• _GIVEN TEXT_:

Reason: So that motions are always heard and there is not the unseemly lottery of who gets a motion in first in the run-up to every Council meeting.

• _PROVIDED DATA_:
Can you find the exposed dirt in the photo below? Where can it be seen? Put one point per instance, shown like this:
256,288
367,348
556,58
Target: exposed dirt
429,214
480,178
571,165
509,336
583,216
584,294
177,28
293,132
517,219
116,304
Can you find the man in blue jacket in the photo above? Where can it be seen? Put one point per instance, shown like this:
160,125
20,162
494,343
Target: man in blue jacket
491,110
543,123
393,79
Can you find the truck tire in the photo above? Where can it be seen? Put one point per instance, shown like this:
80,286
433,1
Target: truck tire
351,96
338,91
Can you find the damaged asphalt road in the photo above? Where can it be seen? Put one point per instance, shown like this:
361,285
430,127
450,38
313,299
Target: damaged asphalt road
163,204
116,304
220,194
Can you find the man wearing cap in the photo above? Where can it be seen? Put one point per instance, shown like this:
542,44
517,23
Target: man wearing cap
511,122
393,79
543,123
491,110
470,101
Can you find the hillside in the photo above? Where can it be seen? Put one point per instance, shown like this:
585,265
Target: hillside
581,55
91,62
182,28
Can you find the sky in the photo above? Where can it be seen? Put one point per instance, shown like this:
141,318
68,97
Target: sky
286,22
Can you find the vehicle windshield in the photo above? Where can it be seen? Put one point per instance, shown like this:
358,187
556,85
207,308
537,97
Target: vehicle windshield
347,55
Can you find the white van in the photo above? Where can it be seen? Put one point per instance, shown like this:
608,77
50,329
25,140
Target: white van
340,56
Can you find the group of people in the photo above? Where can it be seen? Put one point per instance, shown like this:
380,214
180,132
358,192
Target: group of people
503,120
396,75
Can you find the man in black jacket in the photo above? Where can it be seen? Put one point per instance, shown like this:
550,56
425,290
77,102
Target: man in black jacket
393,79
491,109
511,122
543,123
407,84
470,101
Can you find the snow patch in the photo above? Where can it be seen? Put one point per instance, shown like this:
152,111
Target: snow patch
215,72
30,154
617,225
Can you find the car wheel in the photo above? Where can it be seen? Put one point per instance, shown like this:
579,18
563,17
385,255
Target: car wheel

• _EXERCISE INSTRUCTIONS_: In the text about Council motions, what does the stated reason say the change ensures about motions?

• _RESPONSE BOX_: It ensures that motions are always heard.